• _WHAT THE EXERCISE ASKS_: Find each of the lines below that contains the string "suit", and copy those lines out. Matching is case-sensitive.

• _RECORD EXCERPTS_:
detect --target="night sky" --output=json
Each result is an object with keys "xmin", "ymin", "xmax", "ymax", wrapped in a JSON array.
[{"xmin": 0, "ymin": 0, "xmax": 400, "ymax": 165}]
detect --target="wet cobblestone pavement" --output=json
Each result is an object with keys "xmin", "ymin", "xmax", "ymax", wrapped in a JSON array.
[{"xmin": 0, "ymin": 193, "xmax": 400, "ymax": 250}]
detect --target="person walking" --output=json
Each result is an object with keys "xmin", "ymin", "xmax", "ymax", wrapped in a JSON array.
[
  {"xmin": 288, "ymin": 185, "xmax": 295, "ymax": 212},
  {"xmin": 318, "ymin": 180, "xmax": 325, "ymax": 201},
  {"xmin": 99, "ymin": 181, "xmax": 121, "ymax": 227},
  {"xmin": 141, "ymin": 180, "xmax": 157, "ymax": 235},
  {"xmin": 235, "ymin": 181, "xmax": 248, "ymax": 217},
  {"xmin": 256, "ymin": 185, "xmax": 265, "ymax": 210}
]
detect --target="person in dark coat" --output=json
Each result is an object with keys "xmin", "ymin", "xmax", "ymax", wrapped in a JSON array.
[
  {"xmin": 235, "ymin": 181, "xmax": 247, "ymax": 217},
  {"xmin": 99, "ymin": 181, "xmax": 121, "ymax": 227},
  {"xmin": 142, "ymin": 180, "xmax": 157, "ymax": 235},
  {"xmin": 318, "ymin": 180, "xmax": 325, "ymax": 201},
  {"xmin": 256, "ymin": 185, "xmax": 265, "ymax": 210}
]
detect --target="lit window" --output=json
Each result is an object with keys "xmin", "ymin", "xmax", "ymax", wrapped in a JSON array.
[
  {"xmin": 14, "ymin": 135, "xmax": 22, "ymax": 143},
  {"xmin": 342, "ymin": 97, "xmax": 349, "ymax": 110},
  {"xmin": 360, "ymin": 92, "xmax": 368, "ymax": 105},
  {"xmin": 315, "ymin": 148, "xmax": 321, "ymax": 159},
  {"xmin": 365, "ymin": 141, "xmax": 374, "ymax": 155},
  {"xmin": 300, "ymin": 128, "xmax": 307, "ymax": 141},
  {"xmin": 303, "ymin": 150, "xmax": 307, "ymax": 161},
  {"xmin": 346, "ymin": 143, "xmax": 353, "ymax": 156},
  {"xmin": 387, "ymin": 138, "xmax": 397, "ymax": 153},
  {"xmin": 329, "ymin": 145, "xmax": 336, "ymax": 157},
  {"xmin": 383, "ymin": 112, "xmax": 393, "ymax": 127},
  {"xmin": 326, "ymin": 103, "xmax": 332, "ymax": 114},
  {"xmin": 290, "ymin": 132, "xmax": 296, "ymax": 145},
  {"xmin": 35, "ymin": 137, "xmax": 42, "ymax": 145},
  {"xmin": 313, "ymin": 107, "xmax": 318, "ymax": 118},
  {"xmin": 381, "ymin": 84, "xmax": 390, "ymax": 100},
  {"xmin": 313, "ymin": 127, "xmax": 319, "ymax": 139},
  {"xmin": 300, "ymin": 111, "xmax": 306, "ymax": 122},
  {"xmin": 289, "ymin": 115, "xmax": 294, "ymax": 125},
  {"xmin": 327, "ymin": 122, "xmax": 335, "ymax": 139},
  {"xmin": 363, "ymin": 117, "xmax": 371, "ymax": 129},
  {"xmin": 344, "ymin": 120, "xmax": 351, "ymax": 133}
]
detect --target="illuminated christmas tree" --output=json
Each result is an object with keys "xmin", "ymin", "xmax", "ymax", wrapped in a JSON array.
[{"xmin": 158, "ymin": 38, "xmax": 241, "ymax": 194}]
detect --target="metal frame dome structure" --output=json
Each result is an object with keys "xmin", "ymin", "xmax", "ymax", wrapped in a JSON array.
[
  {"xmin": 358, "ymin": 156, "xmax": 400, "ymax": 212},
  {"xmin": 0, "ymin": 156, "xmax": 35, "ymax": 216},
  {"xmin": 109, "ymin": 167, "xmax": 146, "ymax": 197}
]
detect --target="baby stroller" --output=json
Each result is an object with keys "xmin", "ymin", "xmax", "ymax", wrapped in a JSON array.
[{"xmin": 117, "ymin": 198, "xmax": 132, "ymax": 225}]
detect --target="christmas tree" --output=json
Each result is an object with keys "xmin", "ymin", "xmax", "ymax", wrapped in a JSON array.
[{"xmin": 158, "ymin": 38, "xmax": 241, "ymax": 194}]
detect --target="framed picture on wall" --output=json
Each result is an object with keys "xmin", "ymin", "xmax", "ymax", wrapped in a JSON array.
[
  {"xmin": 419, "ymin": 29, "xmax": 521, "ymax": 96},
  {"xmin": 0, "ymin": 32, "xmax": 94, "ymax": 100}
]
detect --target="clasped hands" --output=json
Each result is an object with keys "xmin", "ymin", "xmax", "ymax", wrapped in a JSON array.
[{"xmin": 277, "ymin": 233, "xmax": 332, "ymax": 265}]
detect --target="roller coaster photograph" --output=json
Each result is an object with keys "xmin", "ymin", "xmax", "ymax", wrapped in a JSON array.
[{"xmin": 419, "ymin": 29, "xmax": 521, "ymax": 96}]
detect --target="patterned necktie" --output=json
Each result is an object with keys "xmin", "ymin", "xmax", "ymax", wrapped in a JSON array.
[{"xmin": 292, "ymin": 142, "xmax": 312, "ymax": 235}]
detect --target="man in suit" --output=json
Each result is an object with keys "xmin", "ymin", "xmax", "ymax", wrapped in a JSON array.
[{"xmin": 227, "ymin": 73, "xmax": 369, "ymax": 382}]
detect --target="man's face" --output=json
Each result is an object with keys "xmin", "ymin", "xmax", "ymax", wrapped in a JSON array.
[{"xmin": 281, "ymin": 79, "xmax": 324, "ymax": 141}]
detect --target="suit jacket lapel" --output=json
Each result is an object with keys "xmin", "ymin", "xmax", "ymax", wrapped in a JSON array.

• _RESULT FOR THIS TASK_:
detect --target="man in suit" --output=json
detect --target="suit jacket lapel" --output=json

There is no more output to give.